▶ **SEGMENT DE DOCUMENT**
##############################

Réagissant sur une radio polonaise à l’émission et au tweet de France Culture, Me Lech Obara, qui, à la tête de l’association Patria Nostra, mène le combat contre l’utilisation de cette expression dans les médias internationaux, espère même pouvoir bientôt poursuivre les auteurs européens de ce type d’affirmation devant les tribunaux polonais, la question de la compétence de ces derniers devant être examinée le 23 février par la Cour de Justice de l’UE. France Culture et Anaïs Kien n’ont qu’à bien se tenir !
Sur France Culture, Anaïs Kien parle de « vigilance punitive très critiquée mais dont s’emparent maintenant les descendants des Polonais incriminés par les recherches les plus récentes », ajoutant que « Barbara Engelking, citée par l’Obs, prévient que « l’objectif de ce genre de procès est de remettre en cause la crédibilité et la compétence des personnes accusées, (…), et de provoquer un effet dissuasif, en l’occurrence décourager d’autres chercheurs à chercher à connaître et à écrire la vérité sur l’Holocauste en Pologne ».

##############################

▶ **DONNÉES FOURNIES**
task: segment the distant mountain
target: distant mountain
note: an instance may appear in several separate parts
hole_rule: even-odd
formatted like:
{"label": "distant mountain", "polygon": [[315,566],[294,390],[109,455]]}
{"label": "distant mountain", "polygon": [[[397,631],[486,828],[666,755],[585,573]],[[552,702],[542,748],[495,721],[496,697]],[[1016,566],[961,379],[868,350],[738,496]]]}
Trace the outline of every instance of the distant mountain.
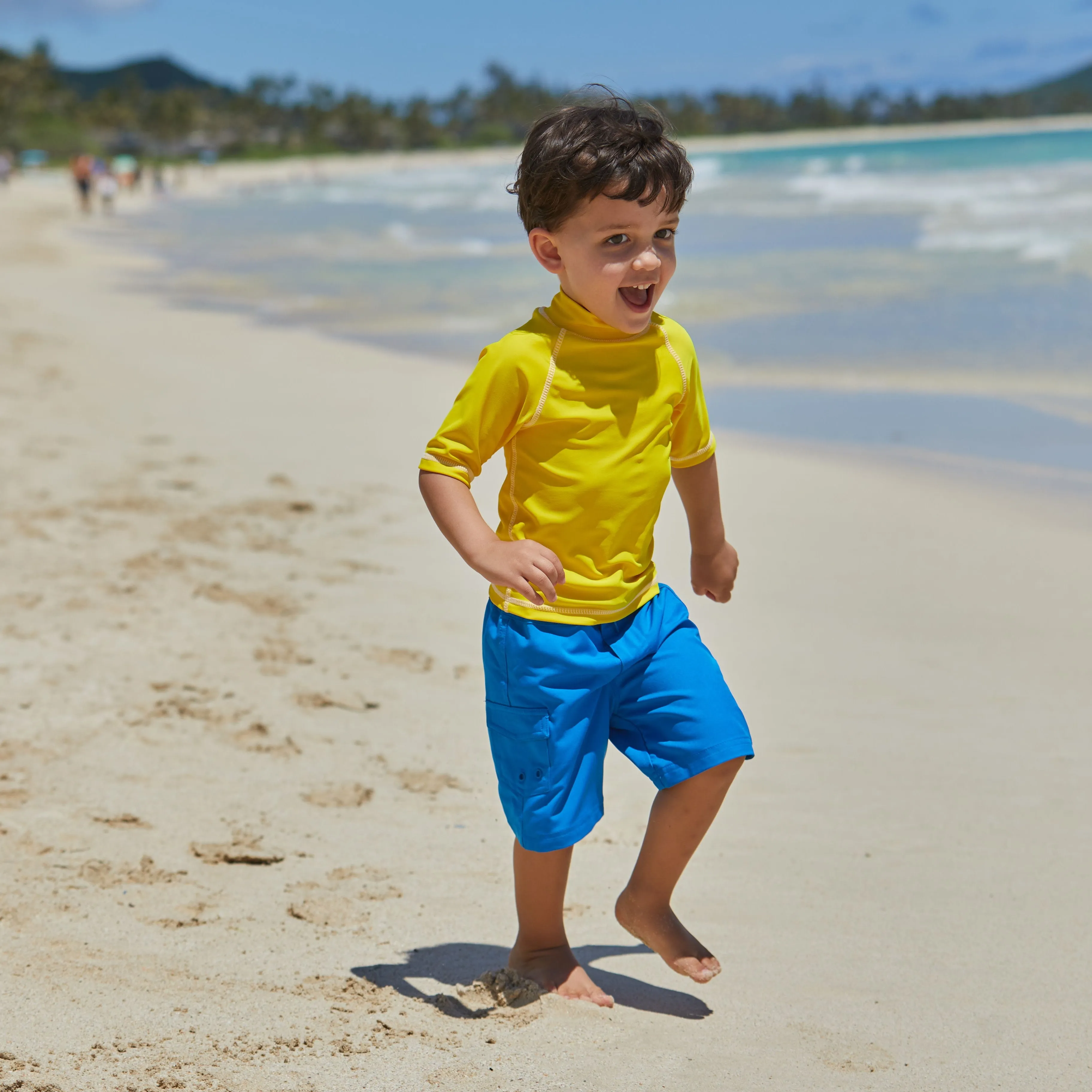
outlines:
{"label": "distant mountain", "polygon": [[169,57],[149,57],[130,61],[112,69],[57,69],[57,75],[80,96],[94,98],[100,91],[130,86],[136,83],[144,91],[173,91],[185,87],[189,91],[224,91],[218,84],[176,64]]}
{"label": "distant mountain", "polygon": [[1092,64],[1055,80],[1025,88],[1025,95],[1035,114],[1056,114],[1069,110],[1092,111]]}

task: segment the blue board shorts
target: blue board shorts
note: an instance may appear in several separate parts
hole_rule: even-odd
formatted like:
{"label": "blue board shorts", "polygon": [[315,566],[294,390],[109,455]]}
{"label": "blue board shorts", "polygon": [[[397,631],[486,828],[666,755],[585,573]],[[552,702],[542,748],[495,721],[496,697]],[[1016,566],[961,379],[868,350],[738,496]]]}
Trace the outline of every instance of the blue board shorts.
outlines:
{"label": "blue board shorts", "polygon": [[490,603],[482,653],[500,800],[525,850],[574,845],[603,818],[607,740],[657,788],[755,755],[721,668],[665,584],[602,626]]}

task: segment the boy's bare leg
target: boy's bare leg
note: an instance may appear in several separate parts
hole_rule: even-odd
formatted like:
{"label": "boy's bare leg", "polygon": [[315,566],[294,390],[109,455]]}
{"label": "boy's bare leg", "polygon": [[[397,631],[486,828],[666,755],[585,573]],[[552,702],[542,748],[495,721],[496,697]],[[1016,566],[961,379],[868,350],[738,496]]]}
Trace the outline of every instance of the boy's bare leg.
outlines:
{"label": "boy's bare leg", "polygon": [[553,994],[612,1008],[614,998],[604,994],[587,976],[565,935],[562,907],[571,859],[571,845],[553,853],[533,853],[515,843],[512,868],[520,933],[509,953],[508,965]]}
{"label": "boy's bare leg", "polygon": [[695,982],[709,982],[721,964],[675,916],[672,892],[743,764],[723,762],[656,794],[633,875],[615,904],[625,929]]}

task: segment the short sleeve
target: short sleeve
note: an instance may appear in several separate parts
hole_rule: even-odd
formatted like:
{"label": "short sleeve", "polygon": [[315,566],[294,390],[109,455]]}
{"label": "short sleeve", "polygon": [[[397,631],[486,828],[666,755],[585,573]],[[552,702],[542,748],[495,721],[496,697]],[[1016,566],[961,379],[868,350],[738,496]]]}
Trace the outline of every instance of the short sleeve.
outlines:
{"label": "short sleeve", "polygon": [[526,392],[511,354],[499,343],[486,346],[418,467],[470,485],[519,428]]}
{"label": "short sleeve", "polygon": [[684,377],[682,400],[672,414],[672,468],[679,470],[709,459],[716,450],[716,440],[709,424],[693,343],[678,325],[665,331],[664,337]]}

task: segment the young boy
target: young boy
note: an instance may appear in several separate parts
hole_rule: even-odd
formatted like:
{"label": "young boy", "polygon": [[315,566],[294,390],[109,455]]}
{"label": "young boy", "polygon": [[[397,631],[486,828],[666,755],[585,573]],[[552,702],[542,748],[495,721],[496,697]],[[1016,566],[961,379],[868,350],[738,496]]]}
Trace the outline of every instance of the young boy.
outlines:
{"label": "young boy", "polygon": [[[539,119],[511,191],[561,290],[482,351],[420,461],[432,518],[489,581],[486,723],[515,834],[509,965],[603,1006],[614,1002],[577,963],[562,905],[572,846],[603,817],[607,740],[660,790],[615,914],[696,982],[721,966],[675,916],[672,892],[752,756],[716,662],[652,563],[673,478],[695,592],[726,603],[738,566],[693,345],[653,310],[692,177],[658,116],[624,99]],[[468,486],[501,448],[495,532]]]}

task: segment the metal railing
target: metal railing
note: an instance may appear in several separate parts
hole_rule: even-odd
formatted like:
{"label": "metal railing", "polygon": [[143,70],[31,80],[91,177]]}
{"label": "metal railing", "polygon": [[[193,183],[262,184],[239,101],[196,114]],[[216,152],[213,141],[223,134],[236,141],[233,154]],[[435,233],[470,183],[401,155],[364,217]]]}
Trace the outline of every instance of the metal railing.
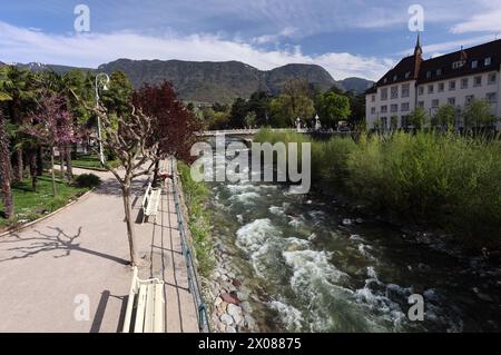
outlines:
{"label": "metal railing", "polygon": [[186,235],[185,223],[183,219],[183,210],[179,203],[179,188],[177,185],[177,168],[175,168],[176,160],[170,160],[170,171],[173,176],[173,187],[174,187],[174,203],[176,206],[176,214],[177,214],[177,226],[180,234],[181,239],[181,249],[183,255],[186,259],[186,267],[188,269],[188,286],[189,286],[189,293],[193,296],[195,307],[197,309],[197,319],[198,319],[198,329],[202,333],[210,333],[210,324],[207,317],[207,305],[205,304],[204,299],[202,298],[200,294],[200,284],[198,280],[198,273],[195,267],[195,262],[193,259],[193,253],[191,248],[188,243],[188,237]]}

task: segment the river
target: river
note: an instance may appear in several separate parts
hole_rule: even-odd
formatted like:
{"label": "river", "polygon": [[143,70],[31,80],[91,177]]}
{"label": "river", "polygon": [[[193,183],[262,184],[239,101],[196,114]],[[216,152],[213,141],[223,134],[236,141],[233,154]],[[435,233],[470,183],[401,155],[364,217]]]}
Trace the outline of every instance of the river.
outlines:
{"label": "river", "polygon": [[[213,183],[216,246],[262,332],[501,329],[501,269],[279,184]],[[422,295],[424,321],[410,321]]]}

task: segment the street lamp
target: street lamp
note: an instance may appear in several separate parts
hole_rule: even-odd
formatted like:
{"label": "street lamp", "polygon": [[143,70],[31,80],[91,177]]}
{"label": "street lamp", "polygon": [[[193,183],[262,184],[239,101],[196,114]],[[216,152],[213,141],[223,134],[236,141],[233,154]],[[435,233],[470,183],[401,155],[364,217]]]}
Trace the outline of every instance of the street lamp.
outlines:
{"label": "street lamp", "polygon": [[[100,79],[102,78],[102,81]],[[99,85],[102,85],[102,91],[108,91],[109,77],[105,72],[96,76],[96,107],[99,108]],[[101,117],[98,115],[98,139],[99,139],[99,160],[105,165],[105,152],[102,151],[101,139]]]}

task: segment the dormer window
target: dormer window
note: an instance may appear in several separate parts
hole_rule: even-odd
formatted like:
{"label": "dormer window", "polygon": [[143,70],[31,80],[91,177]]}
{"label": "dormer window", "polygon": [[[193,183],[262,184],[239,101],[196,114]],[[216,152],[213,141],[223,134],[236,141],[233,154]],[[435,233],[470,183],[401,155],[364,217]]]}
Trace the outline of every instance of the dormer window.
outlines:
{"label": "dormer window", "polygon": [[459,69],[459,68],[462,68],[462,67],[464,67],[465,63],[466,63],[466,62],[465,62],[464,60],[454,61],[454,62],[452,63],[452,69]]}

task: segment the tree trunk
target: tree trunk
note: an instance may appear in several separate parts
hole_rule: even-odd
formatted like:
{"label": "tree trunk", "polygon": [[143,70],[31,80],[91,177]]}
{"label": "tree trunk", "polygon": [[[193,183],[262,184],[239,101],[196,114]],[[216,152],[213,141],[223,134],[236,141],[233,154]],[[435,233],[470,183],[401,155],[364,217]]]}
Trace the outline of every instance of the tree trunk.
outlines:
{"label": "tree trunk", "polygon": [[62,146],[59,146],[58,148],[59,150],[59,169],[60,169],[60,178],[62,179],[62,177],[65,176],[65,148],[62,148]]}
{"label": "tree trunk", "polygon": [[130,264],[132,266],[137,266],[139,263],[139,256],[136,250],[136,236],[131,213],[132,208],[130,205],[130,181],[126,181],[125,186],[121,188],[121,194],[124,198],[125,219],[127,224],[127,237],[129,238]]}
{"label": "tree trunk", "polygon": [[66,146],[66,177],[68,183],[73,179],[73,168],[71,166],[71,147]]}
{"label": "tree trunk", "polygon": [[50,147],[50,174],[52,176],[52,195],[56,197],[58,191],[56,190],[56,171],[53,168],[53,147]]}
{"label": "tree trunk", "polygon": [[30,150],[30,176],[31,176],[31,188],[37,191],[38,184],[38,171],[37,171],[37,151]]}
{"label": "tree trunk", "polygon": [[13,178],[16,183],[22,181],[22,171],[24,170],[24,166],[22,162],[22,149],[16,150],[16,169],[13,171]]}
{"label": "tree trunk", "polygon": [[43,175],[43,148],[41,146],[37,149],[37,175]]}
{"label": "tree trunk", "polygon": [[6,134],[4,119],[0,116],[0,180],[2,184],[3,206],[7,219],[14,216],[12,190],[10,188],[10,170],[9,139]]}

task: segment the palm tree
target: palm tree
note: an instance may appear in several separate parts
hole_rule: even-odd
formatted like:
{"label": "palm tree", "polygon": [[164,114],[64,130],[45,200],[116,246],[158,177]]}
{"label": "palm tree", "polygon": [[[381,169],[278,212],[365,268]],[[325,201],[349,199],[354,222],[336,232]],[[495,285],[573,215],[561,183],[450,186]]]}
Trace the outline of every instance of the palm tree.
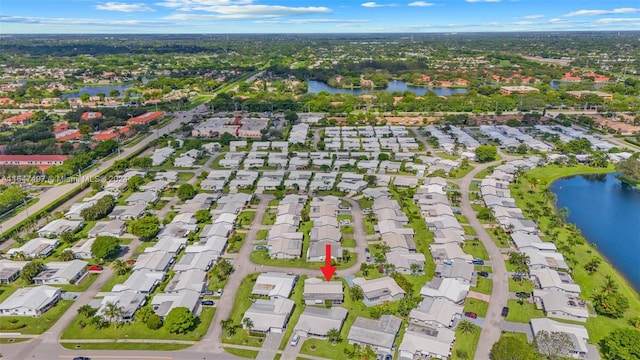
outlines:
{"label": "palm tree", "polygon": [[605,276],[605,283],[601,287],[602,293],[606,295],[616,294],[618,292],[618,284],[613,281],[611,275]]}
{"label": "palm tree", "polygon": [[456,328],[456,330],[460,331],[463,334],[475,332],[477,329],[478,327],[469,320],[460,321],[458,323],[458,327]]}
{"label": "palm tree", "polygon": [[118,323],[124,315],[124,309],[113,302],[108,302],[102,310],[102,316],[104,316],[108,322],[114,323],[114,328],[118,328]]}
{"label": "palm tree", "polygon": [[60,261],[73,261],[76,259],[76,254],[71,250],[65,250],[60,253]]}
{"label": "palm tree", "polygon": [[244,328],[247,329],[247,335],[249,335],[251,333],[251,329],[253,329],[253,320],[250,318],[244,318],[242,319],[242,324],[244,325]]}

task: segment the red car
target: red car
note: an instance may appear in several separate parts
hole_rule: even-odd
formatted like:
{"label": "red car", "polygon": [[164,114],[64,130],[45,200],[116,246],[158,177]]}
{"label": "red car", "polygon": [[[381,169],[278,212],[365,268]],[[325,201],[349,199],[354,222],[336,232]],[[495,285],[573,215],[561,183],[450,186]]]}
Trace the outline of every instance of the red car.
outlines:
{"label": "red car", "polygon": [[476,319],[478,317],[478,314],[471,312],[471,311],[467,311],[466,313],[464,313],[464,316],[472,318],[472,319]]}

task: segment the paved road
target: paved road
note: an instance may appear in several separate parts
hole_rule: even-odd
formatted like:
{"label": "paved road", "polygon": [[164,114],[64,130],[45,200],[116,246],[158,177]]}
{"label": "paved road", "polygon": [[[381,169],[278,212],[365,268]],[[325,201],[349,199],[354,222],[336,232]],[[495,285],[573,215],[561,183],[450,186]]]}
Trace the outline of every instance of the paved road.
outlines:
{"label": "paved road", "polygon": [[[511,159],[511,157],[505,156],[504,154],[502,154],[502,157],[507,160]],[[500,313],[502,311],[502,307],[507,305],[507,299],[509,297],[507,268],[504,264],[502,253],[498,246],[493,242],[493,239],[491,239],[491,236],[487,233],[487,230],[476,217],[475,211],[471,208],[471,201],[469,200],[469,185],[471,185],[473,177],[480,171],[496,164],[497,162],[493,162],[476,166],[476,168],[464,178],[457,181],[460,185],[462,214],[469,220],[469,225],[473,227],[482,241],[482,244],[487,249],[493,269],[493,289],[491,291],[491,300],[489,301],[489,309],[487,310],[487,315],[484,318],[484,325],[476,348],[476,360],[488,359],[491,346],[500,339],[503,323]]]}
{"label": "paved road", "polygon": [[[150,133],[147,136],[147,140],[150,140],[151,138],[153,138],[153,136],[157,136],[160,137],[162,135],[165,134],[169,134],[172,131],[178,129],[181,126],[181,123],[183,122],[188,122],[189,120],[191,120],[191,117],[198,111],[201,111],[201,109],[193,109],[190,111],[185,111],[185,112],[180,112],[180,113],[175,113],[175,118],[173,120],[171,120],[167,125],[165,125],[164,127],[158,129],[158,130],[154,130],[152,133]],[[121,154],[119,156],[113,157],[107,161],[101,162],[99,164],[99,166],[97,167],[97,169],[92,170],[91,173],[85,174],[84,177],[89,178],[91,176],[96,176],[97,174],[105,171],[106,169],[110,168],[113,163],[119,159],[124,158],[125,156],[140,150],[141,148],[147,146],[148,141],[146,140],[142,140],[140,142],[138,142],[136,145],[129,147],[129,148],[122,148],[123,150],[121,151]],[[66,194],[68,192],[70,192],[71,190],[73,190],[75,187],[77,187],[78,184],[77,183],[61,183],[59,185],[56,185],[54,188],[49,189],[45,192],[43,192],[42,194],[40,194],[38,197],[40,198],[40,200],[29,206],[28,207],[28,211],[21,211],[20,213],[16,214],[15,216],[5,220],[2,222],[2,229],[4,231],[9,230],[10,228],[18,225],[19,223],[21,223],[22,221],[24,221],[28,216],[27,213],[29,214],[34,214],[37,211],[45,208],[46,206],[48,206],[49,204],[51,204],[52,202],[56,201],[58,198],[60,198],[60,196],[62,196],[63,194]]]}

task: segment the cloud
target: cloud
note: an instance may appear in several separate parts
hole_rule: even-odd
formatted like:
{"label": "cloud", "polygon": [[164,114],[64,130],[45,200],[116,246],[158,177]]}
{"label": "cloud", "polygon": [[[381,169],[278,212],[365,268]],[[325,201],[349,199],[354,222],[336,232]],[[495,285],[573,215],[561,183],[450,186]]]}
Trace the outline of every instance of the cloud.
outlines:
{"label": "cloud", "polygon": [[75,19],[75,18],[40,18],[25,16],[0,16],[0,23],[21,23],[37,25],[90,25],[90,26],[167,26],[166,21],[146,20],[105,20],[105,19]]}
{"label": "cloud", "polygon": [[240,19],[269,19],[283,16],[326,14],[331,9],[324,6],[288,7],[281,5],[230,5],[208,6],[195,8],[196,10],[214,14],[177,13],[165,19],[169,20],[240,20]]}
{"label": "cloud", "polygon": [[640,18],[604,18],[596,20],[596,24],[615,24],[621,22],[639,23]]}
{"label": "cloud", "polygon": [[612,14],[633,14],[640,12],[638,8],[617,8],[613,10],[578,10],[573,11],[563,16],[596,16],[596,15],[612,15]]}
{"label": "cloud", "polygon": [[273,24],[273,25],[284,25],[284,24],[357,24],[357,23],[366,23],[370,20],[367,19],[287,19],[287,20],[256,20],[254,24]]}
{"label": "cloud", "polygon": [[120,11],[120,12],[148,12],[153,11],[152,8],[148,7],[143,3],[135,3],[135,4],[127,4],[127,3],[119,3],[119,2],[107,2],[104,4],[96,5],[96,9],[98,10],[106,10],[106,11]]}
{"label": "cloud", "polygon": [[409,6],[417,6],[417,7],[427,7],[427,6],[433,6],[435,5],[434,3],[428,3],[426,1],[414,1],[412,3],[408,4]]}

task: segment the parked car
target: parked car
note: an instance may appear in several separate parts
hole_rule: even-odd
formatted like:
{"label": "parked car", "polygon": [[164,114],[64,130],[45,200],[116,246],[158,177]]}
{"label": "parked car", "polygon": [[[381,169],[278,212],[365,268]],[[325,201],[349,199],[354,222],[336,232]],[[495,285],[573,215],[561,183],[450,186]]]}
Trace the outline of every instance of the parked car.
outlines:
{"label": "parked car", "polygon": [[298,345],[298,341],[300,341],[300,335],[293,334],[293,337],[291,338],[291,346]]}
{"label": "parked car", "polygon": [[472,312],[472,311],[467,311],[466,313],[464,313],[464,316],[468,317],[468,318],[472,318],[472,319],[477,319],[478,318],[478,314]]}

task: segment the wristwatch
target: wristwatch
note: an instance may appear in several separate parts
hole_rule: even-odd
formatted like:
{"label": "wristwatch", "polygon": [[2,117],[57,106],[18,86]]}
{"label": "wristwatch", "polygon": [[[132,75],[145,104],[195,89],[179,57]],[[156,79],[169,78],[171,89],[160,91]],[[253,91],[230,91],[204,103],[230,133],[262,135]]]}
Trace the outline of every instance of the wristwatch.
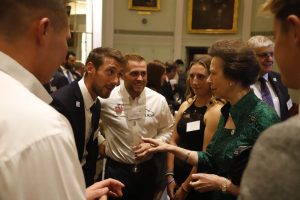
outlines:
{"label": "wristwatch", "polygon": [[221,191],[223,193],[227,192],[228,185],[229,185],[229,180],[227,178],[225,178],[225,181],[221,185]]}

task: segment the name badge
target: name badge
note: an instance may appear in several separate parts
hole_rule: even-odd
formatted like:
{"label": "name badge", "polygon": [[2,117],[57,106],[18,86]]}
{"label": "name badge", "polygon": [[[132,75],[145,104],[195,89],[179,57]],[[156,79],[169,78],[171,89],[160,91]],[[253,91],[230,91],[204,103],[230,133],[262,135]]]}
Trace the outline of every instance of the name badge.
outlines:
{"label": "name badge", "polygon": [[189,122],[186,124],[186,132],[200,130],[200,120]]}
{"label": "name badge", "polygon": [[144,106],[138,106],[138,107],[131,108],[127,112],[127,118],[129,120],[141,119],[143,116],[145,116],[145,107]]}

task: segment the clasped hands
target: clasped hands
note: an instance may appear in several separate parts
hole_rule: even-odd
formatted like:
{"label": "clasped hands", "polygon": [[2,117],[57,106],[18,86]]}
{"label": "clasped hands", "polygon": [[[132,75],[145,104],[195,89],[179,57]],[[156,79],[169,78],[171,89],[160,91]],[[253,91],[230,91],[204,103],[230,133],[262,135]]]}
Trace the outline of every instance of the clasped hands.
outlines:
{"label": "clasped hands", "polygon": [[148,157],[152,154],[152,145],[146,142],[140,142],[139,144],[132,147],[132,151],[134,154],[134,158],[136,160],[143,160],[144,158]]}

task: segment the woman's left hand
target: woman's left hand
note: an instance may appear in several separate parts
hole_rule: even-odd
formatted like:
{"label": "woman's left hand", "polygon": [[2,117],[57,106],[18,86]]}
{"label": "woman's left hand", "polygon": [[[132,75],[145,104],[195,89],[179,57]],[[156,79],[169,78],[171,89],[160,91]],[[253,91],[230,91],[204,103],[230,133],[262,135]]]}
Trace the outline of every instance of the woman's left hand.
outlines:
{"label": "woman's left hand", "polygon": [[215,174],[197,173],[192,174],[190,185],[199,192],[220,190],[222,180],[223,177]]}

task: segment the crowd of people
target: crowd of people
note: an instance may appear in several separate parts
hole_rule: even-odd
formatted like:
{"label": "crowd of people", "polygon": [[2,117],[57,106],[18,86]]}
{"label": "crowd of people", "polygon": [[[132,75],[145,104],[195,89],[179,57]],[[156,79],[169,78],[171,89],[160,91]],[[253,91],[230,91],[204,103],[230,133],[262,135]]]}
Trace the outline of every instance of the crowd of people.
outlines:
{"label": "crowd of people", "polygon": [[263,5],[275,44],[218,40],[186,67],[110,47],[76,62],[63,0],[1,4],[0,199],[300,198],[300,0]]}

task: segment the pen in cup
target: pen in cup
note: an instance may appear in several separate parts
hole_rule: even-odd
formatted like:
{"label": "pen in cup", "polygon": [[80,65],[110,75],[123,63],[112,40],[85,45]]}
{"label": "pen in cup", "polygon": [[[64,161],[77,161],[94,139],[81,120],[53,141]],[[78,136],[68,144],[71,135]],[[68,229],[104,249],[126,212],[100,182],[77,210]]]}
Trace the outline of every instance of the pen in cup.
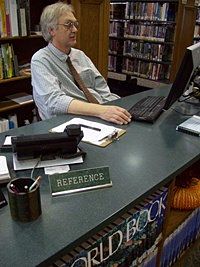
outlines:
{"label": "pen in cup", "polygon": [[38,176],[38,178],[35,180],[35,182],[29,187],[29,192],[40,183],[40,180],[42,179],[42,176]]}

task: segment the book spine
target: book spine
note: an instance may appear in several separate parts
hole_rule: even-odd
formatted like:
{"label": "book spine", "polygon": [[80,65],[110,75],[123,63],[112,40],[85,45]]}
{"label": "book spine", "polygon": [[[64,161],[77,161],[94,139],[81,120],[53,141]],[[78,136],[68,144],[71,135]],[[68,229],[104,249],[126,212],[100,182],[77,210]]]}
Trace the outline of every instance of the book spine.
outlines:
{"label": "book spine", "polygon": [[6,8],[4,0],[0,0],[0,37],[7,36]]}

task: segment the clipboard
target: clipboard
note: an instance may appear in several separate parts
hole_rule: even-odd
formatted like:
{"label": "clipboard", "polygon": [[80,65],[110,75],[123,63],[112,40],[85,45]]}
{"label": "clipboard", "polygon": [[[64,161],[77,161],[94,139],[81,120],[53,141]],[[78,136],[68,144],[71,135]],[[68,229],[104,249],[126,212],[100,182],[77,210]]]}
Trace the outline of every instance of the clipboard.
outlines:
{"label": "clipboard", "polygon": [[70,121],[62,123],[57,127],[50,129],[50,132],[63,132],[65,127],[70,124],[79,124],[83,131],[83,139],[81,141],[96,145],[99,147],[106,147],[113,141],[118,140],[126,130],[109,126],[103,123],[85,120],[82,118],[73,118]]}

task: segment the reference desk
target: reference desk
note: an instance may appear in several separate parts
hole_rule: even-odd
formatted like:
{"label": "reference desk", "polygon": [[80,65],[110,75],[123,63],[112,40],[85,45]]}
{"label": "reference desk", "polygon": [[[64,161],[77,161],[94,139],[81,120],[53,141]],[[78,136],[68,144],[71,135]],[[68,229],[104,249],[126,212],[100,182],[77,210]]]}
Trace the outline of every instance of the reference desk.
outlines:
{"label": "reference desk", "polygon": [[[129,109],[145,95],[166,95],[167,92],[166,89],[151,90],[114,103]],[[0,142],[2,144],[8,134],[47,133],[72,117],[61,115],[11,130],[0,135]],[[170,109],[154,124],[132,122],[122,126],[126,134],[106,148],[81,142],[86,158],[83,164],[73,165],[71,169],[109,166],[113,182],[110,188],[52,198],[48,177],[42,169],[36,169],[35,175],[43,176],[42,215],[36,221],[19,223],[11,219],[9,206],[0,210],[0,266],[50,265],[198,161],[200,139],[175,130],[186,118]],[[1,154],[7,156],[11,166],[12,154]],[[16,173],[17,177],[28,175],[30,170]],[[7,198],[6,188],[3,192]]]}

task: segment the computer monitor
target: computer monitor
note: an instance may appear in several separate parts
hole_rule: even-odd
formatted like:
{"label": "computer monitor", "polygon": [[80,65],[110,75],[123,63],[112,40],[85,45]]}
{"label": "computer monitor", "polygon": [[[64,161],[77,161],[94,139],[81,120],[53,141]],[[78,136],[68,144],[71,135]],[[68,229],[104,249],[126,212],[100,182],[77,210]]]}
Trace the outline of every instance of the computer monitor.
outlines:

##############################

▶ **ÉNONCÉ**
Indiquez si les affirmations suivantes concordent avec le segment de document. Répondez par oui ou par non, en citant à l’identique les mots qui tranchent. (a) Me Lech Obara dirige l’association Patria Nostra. (b) Barbara Engelking est citée par Le Monde. (c) La Cour de Justice de l’UE doit examiner le 23 février la compétence des tribunaux polonais.

▶ **CORRIGÉ**
(a) Oui : « à la tête de l’association Patria Nostra ».
(b) Non : « Barbara Engelking, citée par l’Obs ».
(c) Oui : « la question de la compétence de ces derniers devant être examinée le 23 février par la Cour de Justice de l’UE ».